> _Sayfa_:
──────────────────────────────

Genel Merkez ve bütün illerde seçim koordinasyon merkezleri kurduk. Demokratik olarak ne gerekiyorsa yapacağız, pabuç bırakmayacağız. Demokrasi kolay elde edilen bir şey değildir. Gerekirse bedel ödeyeceğiz. 81 milyon insanımız çocuklarına demokrasiyi miras olarak bırakmak zorundayız. Asla asla geri adım atmayacağız. Batı'daki en ileri bütün demokratik kuralları ülkemize getireceğiz.
Erdoğan ne derse desin kaybedeceğini gösteriyor. Kısır tartışmalara girmeyeceğim. Bu ülkenin insanlarına umut vaat ediyorum. Ortadoğu'yu barış havzasına çevireveğiz. Özgüveni varsa yürekli adamsa oturur tartışırız. Neden arkamdan konuşuyor, bakalım kimin ufku daha geniş? Biz cumhurbaşkanı 81 milyonu kucaklasın, parti başkanı olmasın istiyoruz. Biz cumhurbaşkanının saygınlığı olsun istiyoruz. Bir cumhurbaşkanı 24 saat konuşmaz, o başka bir şeydir. Dua edelim bana Erdoğan demedi. Hiçbir zaman demokrasiden vazgeçmeyiz. Bizim davamız demokrasidir. Erdoğan bunu diyebiliyor mu? Onun davası tek adam davası. Biz tüm kurullara demokrasi getireceğiz diyoruz.
İnce'nin Erdoğan'ı ziyareti
Muharrem Bey'i hazmedemiyor. Ufku geniş, daha bilgili, daha genç. Binlerce çocuk yetiştirmiş bir insan. Bizans kafası var ya öyle düşünüyor. Biz birlikte demokrasiyi savunuyoruz. O bizi bir türlü anlayamıyor. Biz asla ona benzemeyiz. Bizim içimiz dışımız belli. İstediği kadar çomak sokup kavga ettirebilir miyiz diye düşünüyor bizim hedefimiz Türkiye.
Biz 25 Haziran sabahı güzel bir Türkiye'ye uyanmak istiyoruz. Bütün yurttaşlarımızı kucaklamak istiyoruz. Bu seçimlere bakalım. Gerçekten demokratik ve eşit koşullarda yapılmıyor. Devletin uçaklarını, hazinelerini kullanıyorlar. Bir parti hazineden para alamıyor, bir aday hapiste. Ne yaparlarsa yapsınlar güzel bir sabaha uyanacağız. Bunu anket ve meydanlara bakarak söylüyoruz. Bütün sınıflar bu düzenden rahatsız. İşçi intihar ediyor, kendini yakıyor. Kültür ve sanat sıfırlandı. Londra'ya gidip borç para istiyor. İkna edemeyince bakanı, bürokratı yolluyor. Ülkeyi ne hale getirdiklerine bir baksınlar.
Biz asla ve asla banker sınıfına teslim olmayız. Asla ve asla enkaz siyaseti yapmayacağız. Türkiye'nin büyük değişim ve dönüşüme ihtiyacı var. Biz Ortadoğu'nun yeniden inşaasını yapacağız. Vizeleri kaldıracağız. Mevcut düzeni devam ettirseniz ağır fatura ödeyeceğiz.

──────────────────────────────

(Bir dizi kayıt)

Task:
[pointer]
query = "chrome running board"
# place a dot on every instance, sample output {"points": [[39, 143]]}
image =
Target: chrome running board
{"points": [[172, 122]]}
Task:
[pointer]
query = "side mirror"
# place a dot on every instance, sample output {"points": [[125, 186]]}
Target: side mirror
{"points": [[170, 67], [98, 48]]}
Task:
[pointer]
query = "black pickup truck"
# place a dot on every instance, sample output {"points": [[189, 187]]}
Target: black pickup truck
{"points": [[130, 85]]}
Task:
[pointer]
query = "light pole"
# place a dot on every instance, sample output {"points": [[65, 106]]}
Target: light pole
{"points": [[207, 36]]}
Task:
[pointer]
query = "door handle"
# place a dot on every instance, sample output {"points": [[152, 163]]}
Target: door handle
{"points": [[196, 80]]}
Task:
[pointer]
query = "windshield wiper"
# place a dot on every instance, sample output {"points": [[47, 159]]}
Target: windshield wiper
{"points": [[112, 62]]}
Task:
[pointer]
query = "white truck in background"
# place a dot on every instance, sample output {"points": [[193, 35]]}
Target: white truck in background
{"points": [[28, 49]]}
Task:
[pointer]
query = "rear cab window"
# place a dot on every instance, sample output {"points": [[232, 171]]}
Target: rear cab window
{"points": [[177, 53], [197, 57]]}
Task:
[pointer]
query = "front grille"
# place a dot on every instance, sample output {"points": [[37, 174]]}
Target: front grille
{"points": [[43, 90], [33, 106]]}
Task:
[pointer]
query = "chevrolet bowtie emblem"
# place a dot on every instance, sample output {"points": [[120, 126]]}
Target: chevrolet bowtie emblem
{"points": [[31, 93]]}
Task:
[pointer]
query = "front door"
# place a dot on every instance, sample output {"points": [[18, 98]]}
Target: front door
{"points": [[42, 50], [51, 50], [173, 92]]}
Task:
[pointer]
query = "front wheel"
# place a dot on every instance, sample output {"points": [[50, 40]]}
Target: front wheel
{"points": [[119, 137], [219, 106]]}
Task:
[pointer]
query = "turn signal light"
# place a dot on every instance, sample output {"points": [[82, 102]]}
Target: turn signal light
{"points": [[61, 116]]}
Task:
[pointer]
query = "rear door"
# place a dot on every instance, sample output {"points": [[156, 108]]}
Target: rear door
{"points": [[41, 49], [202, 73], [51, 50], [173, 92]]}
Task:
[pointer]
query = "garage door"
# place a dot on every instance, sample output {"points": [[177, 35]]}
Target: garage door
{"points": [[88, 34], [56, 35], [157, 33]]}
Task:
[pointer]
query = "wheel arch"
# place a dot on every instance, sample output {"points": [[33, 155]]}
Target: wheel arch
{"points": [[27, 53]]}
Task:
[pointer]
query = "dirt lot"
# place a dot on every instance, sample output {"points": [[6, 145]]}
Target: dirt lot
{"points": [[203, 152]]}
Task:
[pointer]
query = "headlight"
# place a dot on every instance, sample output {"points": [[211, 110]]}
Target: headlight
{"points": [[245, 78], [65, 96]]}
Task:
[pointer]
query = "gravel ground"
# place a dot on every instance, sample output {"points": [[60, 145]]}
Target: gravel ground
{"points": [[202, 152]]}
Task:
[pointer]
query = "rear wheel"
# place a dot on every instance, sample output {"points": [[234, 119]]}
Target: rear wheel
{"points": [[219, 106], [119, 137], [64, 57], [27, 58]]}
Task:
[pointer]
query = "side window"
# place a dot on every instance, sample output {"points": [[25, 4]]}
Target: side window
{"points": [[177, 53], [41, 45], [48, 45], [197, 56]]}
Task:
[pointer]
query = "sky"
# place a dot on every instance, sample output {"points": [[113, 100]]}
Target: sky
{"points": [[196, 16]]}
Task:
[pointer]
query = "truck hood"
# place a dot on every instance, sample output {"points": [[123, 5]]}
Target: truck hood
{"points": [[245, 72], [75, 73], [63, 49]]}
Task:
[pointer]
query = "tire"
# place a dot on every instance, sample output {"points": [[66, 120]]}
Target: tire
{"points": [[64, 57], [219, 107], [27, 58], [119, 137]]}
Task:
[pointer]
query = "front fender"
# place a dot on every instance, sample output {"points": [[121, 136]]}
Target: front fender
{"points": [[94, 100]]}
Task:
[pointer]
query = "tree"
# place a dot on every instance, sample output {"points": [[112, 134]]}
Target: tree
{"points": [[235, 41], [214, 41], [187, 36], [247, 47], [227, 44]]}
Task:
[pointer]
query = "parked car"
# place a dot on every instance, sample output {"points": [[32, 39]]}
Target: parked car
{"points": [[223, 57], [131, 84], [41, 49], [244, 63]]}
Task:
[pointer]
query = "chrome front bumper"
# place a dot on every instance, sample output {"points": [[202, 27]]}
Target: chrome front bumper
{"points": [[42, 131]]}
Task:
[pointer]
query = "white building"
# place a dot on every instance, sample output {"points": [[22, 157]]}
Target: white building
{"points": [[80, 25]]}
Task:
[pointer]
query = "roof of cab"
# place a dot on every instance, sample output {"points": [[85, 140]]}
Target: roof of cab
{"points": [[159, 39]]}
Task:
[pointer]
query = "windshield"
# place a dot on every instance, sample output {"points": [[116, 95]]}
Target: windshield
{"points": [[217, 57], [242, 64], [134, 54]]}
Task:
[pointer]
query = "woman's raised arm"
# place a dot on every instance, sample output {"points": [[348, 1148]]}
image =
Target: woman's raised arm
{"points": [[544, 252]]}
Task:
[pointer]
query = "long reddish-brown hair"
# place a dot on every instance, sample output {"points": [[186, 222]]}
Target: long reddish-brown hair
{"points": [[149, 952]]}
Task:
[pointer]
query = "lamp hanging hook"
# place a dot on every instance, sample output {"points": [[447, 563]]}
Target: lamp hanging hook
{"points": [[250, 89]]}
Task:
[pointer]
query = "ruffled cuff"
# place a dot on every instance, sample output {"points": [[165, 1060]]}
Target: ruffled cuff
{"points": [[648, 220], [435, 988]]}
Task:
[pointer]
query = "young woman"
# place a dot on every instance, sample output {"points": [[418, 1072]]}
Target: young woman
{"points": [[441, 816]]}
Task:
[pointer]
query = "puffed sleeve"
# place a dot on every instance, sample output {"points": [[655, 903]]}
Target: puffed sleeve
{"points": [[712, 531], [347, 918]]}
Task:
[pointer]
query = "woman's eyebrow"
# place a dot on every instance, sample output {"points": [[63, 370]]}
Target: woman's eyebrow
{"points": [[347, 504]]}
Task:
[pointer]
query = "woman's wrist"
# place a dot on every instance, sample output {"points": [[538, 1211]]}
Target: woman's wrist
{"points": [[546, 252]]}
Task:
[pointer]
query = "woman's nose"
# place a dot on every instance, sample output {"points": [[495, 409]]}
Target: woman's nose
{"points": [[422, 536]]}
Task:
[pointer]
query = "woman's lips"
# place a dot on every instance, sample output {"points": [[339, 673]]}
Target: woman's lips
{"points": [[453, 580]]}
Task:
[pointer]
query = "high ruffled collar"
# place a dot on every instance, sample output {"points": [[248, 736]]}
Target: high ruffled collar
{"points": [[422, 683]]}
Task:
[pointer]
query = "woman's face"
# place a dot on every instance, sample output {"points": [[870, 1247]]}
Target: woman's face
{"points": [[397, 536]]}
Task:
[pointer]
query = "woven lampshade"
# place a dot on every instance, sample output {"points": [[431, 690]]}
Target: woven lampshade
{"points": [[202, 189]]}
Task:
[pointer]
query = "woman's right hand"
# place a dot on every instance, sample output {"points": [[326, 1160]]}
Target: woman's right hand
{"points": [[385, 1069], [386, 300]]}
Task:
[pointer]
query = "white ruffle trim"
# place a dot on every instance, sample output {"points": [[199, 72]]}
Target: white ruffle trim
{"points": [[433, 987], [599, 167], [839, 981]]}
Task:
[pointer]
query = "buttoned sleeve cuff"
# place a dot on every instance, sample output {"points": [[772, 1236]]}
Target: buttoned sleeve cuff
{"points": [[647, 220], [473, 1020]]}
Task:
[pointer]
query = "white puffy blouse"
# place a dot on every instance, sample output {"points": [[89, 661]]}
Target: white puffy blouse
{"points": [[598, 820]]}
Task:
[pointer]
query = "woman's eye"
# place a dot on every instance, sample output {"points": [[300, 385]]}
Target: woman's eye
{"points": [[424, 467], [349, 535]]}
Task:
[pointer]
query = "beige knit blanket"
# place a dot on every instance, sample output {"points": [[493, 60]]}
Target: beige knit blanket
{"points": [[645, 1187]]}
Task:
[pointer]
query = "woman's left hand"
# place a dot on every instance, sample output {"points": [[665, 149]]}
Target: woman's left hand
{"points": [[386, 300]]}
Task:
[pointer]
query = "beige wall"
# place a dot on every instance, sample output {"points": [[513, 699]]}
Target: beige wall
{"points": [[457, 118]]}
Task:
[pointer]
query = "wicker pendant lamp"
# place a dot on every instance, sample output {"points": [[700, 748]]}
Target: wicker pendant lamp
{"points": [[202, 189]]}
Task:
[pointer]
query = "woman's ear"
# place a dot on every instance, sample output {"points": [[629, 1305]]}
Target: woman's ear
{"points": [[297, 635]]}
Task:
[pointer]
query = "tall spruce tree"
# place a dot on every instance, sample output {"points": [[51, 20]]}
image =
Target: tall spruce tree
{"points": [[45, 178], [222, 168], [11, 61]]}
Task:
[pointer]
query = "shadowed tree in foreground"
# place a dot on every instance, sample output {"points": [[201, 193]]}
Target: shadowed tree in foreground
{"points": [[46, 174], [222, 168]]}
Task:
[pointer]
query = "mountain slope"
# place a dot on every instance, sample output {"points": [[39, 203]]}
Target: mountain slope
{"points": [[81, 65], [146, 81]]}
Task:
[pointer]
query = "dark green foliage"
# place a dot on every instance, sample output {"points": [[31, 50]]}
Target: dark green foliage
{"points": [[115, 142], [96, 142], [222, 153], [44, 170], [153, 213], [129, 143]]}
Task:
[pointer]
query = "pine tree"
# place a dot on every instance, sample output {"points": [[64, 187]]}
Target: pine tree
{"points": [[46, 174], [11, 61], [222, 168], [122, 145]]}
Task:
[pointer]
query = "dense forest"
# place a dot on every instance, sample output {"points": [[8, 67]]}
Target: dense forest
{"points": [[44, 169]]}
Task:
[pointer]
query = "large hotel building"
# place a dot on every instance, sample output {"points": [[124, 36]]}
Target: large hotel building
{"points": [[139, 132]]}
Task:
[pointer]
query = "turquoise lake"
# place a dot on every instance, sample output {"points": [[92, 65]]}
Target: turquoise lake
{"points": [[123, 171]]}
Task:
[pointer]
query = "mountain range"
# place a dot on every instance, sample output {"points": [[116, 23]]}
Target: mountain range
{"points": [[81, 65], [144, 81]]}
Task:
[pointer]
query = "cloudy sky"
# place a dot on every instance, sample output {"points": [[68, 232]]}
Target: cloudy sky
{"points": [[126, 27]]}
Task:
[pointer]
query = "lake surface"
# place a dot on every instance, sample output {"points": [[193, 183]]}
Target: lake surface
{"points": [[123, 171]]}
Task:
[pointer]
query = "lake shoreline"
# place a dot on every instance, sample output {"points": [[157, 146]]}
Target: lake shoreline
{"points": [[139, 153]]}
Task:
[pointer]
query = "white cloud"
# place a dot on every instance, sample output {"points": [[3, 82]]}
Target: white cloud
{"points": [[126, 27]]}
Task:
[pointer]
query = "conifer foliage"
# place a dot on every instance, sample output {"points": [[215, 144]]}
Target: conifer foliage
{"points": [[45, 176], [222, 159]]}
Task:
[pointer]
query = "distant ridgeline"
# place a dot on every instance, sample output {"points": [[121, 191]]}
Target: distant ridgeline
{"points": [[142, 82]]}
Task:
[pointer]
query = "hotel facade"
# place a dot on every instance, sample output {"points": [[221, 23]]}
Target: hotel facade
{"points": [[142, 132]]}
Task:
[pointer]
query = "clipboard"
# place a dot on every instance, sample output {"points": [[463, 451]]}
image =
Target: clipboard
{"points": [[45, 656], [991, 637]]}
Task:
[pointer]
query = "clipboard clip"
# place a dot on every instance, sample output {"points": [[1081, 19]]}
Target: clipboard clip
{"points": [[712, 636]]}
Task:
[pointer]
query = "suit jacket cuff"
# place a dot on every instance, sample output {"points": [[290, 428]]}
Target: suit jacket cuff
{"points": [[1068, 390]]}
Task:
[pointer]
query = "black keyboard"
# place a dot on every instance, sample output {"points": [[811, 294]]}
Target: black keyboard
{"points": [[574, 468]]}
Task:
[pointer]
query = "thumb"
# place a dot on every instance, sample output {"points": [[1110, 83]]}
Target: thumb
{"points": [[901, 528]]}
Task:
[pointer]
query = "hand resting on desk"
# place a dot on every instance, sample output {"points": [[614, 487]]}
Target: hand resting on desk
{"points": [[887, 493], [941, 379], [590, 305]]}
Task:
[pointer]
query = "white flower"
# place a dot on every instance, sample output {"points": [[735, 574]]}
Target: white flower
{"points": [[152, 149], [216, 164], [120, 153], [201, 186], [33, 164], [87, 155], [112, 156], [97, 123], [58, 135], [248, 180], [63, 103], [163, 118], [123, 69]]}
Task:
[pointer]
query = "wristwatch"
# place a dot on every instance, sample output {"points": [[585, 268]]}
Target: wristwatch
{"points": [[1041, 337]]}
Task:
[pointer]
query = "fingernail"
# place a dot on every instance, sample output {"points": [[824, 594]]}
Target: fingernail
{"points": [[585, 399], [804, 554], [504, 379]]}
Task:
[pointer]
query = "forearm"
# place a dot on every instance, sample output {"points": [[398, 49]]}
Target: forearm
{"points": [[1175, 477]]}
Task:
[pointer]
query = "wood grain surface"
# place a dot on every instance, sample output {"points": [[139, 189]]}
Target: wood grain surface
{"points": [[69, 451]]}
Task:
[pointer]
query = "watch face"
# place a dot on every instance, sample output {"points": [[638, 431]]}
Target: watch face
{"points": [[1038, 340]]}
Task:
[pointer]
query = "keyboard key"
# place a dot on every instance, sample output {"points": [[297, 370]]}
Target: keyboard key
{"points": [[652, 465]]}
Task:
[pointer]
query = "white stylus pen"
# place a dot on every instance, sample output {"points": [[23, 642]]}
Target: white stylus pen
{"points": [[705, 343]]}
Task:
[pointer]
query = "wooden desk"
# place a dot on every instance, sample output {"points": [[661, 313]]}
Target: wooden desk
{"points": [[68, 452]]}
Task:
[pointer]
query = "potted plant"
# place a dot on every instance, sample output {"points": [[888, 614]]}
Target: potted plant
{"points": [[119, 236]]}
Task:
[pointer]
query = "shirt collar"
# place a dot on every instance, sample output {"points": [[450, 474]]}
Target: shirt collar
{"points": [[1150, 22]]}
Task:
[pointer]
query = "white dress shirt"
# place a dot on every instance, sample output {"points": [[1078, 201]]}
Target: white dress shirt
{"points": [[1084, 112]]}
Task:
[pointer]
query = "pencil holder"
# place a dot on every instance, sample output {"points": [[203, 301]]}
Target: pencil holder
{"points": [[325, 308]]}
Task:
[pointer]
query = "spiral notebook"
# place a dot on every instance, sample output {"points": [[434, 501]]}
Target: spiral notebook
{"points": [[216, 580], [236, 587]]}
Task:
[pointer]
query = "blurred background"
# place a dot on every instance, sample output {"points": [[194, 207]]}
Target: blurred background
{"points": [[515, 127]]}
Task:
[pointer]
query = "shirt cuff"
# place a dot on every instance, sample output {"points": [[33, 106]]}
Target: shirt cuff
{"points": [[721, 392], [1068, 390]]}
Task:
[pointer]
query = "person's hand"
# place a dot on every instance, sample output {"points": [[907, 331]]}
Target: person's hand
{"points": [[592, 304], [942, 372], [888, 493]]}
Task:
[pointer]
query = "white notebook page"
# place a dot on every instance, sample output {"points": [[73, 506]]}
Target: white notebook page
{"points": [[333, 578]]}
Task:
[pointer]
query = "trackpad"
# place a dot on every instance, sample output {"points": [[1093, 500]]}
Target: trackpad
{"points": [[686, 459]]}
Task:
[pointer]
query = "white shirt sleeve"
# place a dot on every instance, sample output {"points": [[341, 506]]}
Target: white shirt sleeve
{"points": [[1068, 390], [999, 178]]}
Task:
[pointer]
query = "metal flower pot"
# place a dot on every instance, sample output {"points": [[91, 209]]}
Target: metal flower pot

──────────────────────────────

> _Görev_:
Seçim konuşmasında "Biz 25 Haziran" sözlerinden "ağır fatura ödeyeceğiz." sözlerine kadar olan her şeyi aynen yazar mısınız? Kayıtların bu işle hiçbir ilgisi yok.

> _Yanıt_:
Biz 25 Haziran sabahı güzel bir Türkiye'ye uyanmak istiyoruz. Bütün yurttaşlarımızı kucaklamak istiyoruz. Bu seçimlere bakalım. Gerçekten demokratik ve eşit koşullarda yapılmıyor. Devletin uçaklarını, hazinelerini kullanıyorlar. Bir parti hazineden para alamıyor, bir aday hapiste. Ne yaparlarsa yapsınlar güzel bir sabaha uyanacağız. Bunu anket ve meydanlara bakarak söylüyoruz. Bütün sınıflar bu düzenden rahatsız. İşçi intihar ediyor, kendini yakıyor. Kültür ve sanat sıfırlandı. Londra'ya gidip borç para istiyor. İkna edemeyince bakanı, bürokratı yolluyor. Ülkeyi ne hale getirdiklerine bir baksınlar.
Biz asla ve asla banker sınıfına teslim olmayız. Asla ve asla enkaz siyaseti yapmayacağız. Türkiye'nin büyük değişim ve dönüşüme ihtiyacı var. Biz Ortadoğu'nun yeniden inşaasını yapacağız. Vizeleri kaldıracağız. Mevcut düzeni devam ettirseniz ağır fatura ödeyeceğiz.